Chronic’art : Peux-tu résumer ton parcours en quelques lignes ?

Krotz Strüder : Après avoir joué dans divers groupes, de mes 15 à 25 ans, j’ai adopté en deux mille deux le nom bizarre, un peu grotesque, qui est le mien, pour signer une K7 nommée « Sature ». D’autres ont suivies, plus ou moins mal foutues, aléatoires, jusqu’au premier véritable disque, Dedalus geist. Toujours aussi bancal, du reste. L’enregistrement est mon rapport fondamental à la musique, un penchant tout raffiné, un peu pervers, qui élude à priori la question de la représentation et des concerts. Depuis lors, je fabrique des petits disques et les démarche comme je peux, avec un maximum de maladresse, avouée ou non, et une part certaine de mauvaise volonté. En conséquence de quoi, je donne très peu de concerts. En parallèle, ou perpendiculairement, j’écris des petits textes parfois lus. Je côtoie, pour ma joie et mon malheur, beaucoup d’enfants.

Je suis frappé par la grande homogénéité de ta discographie. La conçois-tu, disque après disque comme un tout cohérent ou bien envisages-tu chacun de tes enregistrements comme un « moment » à part entière ? Qu’est-ce qui motive un disque ?

Cette cohérence provient sans doute et avant tout des moyens de production – plutôt chiches – qui sont les miens, et qui n’ont pas – ou peu – varié depuis six ans (sinon dans le sens d’un léger délabrement) : je m’aventure, ou tourne en rond, dans les limites d’un espace sonore (mental, corporel) à tout le moins réduit, manifestement pauvre, et cependant truffé de niches et de galeries, de poches et d’étendues mouvantes brutalement révélées à la faveur de quelque tremblement. Ces affaissements de terrain – aussi violents qu’inattendus (quoiqu’espérés) – précipitent en général l’écriture des morceaux – et leur enregistrement simultané : composition et mise en boîte sont absolument liées. (Pendant ce temps, mes oreilles brûlent : j’ai l’impression de plonger ma tête dans un puits de glace). Chaque pièce posée modifie l’ensemble en cours qu’elle justifie et déséquilibre tout à la fois : j’arrête tout quand le calme est revenu. Entre deux éboulements, ma guitare est un bout de bois. Ma vie est un fusil – chargé – dans le coin d’une pièce vide. Je suis, du reste, toujours sur le point d’arrêter et de couper court, et c’est toujours – dans mon esprit – le dernier disque, le dernier concert – cette idée me réconforte, comme si le caractère ultime d’une manifestation en rehaussait l’essence, validait le propos, ennoblissait la démarche. Dans un certain sens, tous mes concerts, tous mes disques sont les premiers et les derniers.

# Travail demandé:
Rédigez la suite de l'entretien avec Krotz Strüder en reprenant juste après sa dernière phrase ci-dessus.

# Données extraites:

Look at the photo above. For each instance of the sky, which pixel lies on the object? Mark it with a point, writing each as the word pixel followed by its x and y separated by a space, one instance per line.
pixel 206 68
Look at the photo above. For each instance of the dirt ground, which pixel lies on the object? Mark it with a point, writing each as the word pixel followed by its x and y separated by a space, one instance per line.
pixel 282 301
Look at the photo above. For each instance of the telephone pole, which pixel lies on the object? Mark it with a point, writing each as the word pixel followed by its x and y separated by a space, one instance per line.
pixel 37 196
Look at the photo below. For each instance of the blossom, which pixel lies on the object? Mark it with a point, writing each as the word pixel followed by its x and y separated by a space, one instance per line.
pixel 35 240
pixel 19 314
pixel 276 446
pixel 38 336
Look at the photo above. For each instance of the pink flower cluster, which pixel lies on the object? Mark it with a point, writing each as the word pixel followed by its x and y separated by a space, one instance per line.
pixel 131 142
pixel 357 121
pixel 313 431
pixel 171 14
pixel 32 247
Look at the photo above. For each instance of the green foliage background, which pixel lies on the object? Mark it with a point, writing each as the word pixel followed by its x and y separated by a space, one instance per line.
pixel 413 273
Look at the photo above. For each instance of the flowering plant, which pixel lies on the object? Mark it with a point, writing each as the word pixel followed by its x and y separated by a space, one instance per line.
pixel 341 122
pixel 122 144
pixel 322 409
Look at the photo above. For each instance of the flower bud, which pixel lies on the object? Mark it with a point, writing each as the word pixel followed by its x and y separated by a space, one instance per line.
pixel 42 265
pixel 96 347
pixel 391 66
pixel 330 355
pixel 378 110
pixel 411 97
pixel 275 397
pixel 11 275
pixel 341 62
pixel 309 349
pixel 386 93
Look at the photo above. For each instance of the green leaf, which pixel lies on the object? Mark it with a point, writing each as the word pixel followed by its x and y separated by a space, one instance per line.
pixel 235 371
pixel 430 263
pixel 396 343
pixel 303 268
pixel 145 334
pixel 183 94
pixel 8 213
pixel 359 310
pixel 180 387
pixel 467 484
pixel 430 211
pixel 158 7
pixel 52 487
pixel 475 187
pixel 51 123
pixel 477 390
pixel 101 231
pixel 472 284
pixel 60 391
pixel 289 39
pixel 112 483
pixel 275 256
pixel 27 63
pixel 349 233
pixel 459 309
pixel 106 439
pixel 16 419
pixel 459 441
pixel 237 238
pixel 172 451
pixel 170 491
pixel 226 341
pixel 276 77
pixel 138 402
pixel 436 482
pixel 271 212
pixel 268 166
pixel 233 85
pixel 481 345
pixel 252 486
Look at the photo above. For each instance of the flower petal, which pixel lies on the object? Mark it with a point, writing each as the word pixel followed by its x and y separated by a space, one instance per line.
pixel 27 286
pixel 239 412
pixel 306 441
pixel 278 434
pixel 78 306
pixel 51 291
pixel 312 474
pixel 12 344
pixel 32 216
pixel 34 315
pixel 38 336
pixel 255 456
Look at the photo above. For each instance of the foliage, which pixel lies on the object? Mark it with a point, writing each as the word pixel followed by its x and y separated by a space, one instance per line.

# Réponse produite:
Quel rapport entretiens-tu avec tes influences musicales ? D’ailleurs quelles sont-elles ? Il arrive qu’on pense à Nico ou à Syd Barrett. On a l’impression que tu ne te contentes pas d’en évoquer les figures mais que tu les convoques personnellement. Pourtant ton univers est singulier. Qu’en dis-tu ?

Je n’ai jamais bien saisi cette histoire d’influence – est-ce quelque chose qu’on revendique, avec laquelle on joue, ou quelque chose qui nous possède-et qui nous cerne ? Dont il faudrait revendiquer – ou rejeter l’emprise ? J’avoue ne pas chercher à démêler, ordonner ni méditer ces influences – hors accointances délibérées : la partie VII de « a few polar songs » est un hommage oblique à Schubert, la partie V – à Nico, le disque « Ordet » en son entier est inspiré du film de Dreyer, etc. Ma discothèque est très réduite et très conventionnelle : Wyatt, The Doors, Dylan, Fréhel, The Ex, The Clash, Mingus, Purcell, Satie, Ravel, Monk, Gainsbourg et le Velvet…
Le choix des armes fait le reste : un type qui chante en s’accompagnant d’une guitare sait d’emblée qu’il ne sera pas simple – surtout s’il n’est qu’un piètre technicien, ou bien s’il est trop raisonnable – d’en faire sortir une fanfare ou un quartet. Il me parait néanmoins douteux de vouloir séparer les influences proprement musicales du reste : lectures, climat, régime alimentaire, histoire des villes où nous vivons, ambiance des rues, couleurs des parcs… Les travailleurs des rues, au petit matin, le visage d’un ami, etc., ont des pouvoirs insaisissables.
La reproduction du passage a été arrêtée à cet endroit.